Across the entries below, work out how many lines contain "camouflage". Please give the number only.

==== Records for the task

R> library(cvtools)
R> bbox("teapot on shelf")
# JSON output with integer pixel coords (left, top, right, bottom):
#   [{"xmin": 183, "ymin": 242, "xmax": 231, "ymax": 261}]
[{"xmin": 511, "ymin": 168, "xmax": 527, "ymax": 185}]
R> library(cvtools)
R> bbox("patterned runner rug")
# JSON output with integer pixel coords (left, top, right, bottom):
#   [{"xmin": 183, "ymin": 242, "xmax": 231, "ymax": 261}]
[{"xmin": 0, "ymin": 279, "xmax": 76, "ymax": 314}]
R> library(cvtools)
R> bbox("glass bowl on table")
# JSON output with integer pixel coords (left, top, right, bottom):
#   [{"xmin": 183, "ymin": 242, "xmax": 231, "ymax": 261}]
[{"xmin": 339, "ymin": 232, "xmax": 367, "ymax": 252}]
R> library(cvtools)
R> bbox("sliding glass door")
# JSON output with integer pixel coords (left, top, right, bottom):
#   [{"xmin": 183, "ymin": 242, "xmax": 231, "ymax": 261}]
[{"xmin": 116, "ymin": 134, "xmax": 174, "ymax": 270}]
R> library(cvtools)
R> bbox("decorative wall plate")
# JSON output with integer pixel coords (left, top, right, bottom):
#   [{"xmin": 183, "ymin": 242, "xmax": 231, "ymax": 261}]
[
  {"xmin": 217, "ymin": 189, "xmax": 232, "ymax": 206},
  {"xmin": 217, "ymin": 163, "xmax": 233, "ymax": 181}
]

========
==== Records for the task

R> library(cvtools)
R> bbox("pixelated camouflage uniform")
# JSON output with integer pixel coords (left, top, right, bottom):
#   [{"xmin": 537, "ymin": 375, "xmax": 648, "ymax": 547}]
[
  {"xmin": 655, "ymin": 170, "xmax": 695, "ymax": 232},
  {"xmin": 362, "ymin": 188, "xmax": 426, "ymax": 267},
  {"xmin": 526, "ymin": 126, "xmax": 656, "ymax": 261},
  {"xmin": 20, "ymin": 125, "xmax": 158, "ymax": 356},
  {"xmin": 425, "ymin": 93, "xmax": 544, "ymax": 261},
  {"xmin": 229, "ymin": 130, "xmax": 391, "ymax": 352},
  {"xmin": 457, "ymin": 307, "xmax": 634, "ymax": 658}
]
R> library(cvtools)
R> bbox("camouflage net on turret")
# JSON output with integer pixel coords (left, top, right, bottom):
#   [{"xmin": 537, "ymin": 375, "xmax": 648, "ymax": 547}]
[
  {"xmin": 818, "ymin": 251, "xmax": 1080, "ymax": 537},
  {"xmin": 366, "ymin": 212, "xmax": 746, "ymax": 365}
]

========
==== Records for the task

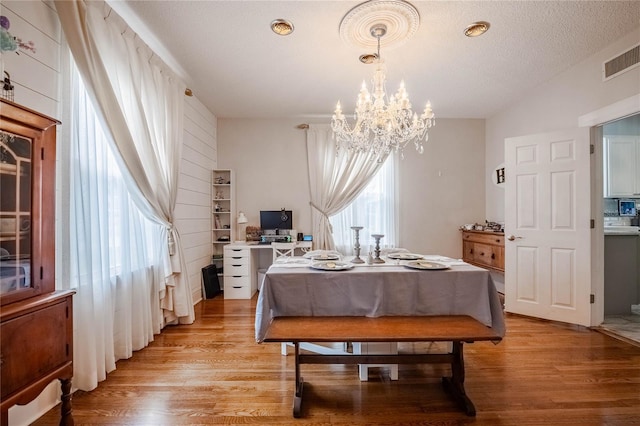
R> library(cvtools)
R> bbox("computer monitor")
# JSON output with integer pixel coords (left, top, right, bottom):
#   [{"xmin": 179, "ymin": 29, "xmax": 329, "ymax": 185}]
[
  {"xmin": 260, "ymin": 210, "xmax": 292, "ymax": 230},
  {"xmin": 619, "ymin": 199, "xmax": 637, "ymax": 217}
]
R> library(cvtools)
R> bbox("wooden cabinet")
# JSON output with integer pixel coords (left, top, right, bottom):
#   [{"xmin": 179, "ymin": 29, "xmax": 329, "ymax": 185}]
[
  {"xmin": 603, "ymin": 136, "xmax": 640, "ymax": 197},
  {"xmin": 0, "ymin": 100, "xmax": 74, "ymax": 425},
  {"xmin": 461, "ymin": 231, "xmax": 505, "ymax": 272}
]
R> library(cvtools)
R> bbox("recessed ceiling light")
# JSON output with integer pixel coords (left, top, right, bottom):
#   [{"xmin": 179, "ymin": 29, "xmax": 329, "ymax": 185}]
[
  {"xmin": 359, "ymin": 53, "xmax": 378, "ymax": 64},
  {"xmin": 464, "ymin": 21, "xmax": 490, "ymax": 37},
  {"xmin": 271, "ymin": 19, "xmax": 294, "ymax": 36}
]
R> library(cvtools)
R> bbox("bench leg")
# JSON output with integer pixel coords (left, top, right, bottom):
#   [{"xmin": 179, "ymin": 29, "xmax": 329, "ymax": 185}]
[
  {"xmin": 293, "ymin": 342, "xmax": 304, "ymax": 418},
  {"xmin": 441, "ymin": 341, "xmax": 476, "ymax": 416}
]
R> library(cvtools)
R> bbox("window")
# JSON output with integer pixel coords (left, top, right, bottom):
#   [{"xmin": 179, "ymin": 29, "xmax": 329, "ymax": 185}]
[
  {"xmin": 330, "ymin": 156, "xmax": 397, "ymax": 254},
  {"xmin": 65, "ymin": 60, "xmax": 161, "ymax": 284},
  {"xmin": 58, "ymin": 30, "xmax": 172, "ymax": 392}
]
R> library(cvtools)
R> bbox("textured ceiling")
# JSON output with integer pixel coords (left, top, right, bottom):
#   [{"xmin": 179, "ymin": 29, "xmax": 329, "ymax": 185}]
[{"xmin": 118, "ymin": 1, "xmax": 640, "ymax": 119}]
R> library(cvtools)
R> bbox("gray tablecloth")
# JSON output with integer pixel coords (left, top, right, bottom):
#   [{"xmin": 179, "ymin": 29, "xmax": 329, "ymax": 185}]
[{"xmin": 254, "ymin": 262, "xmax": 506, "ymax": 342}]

========

▶ **Written answer**
2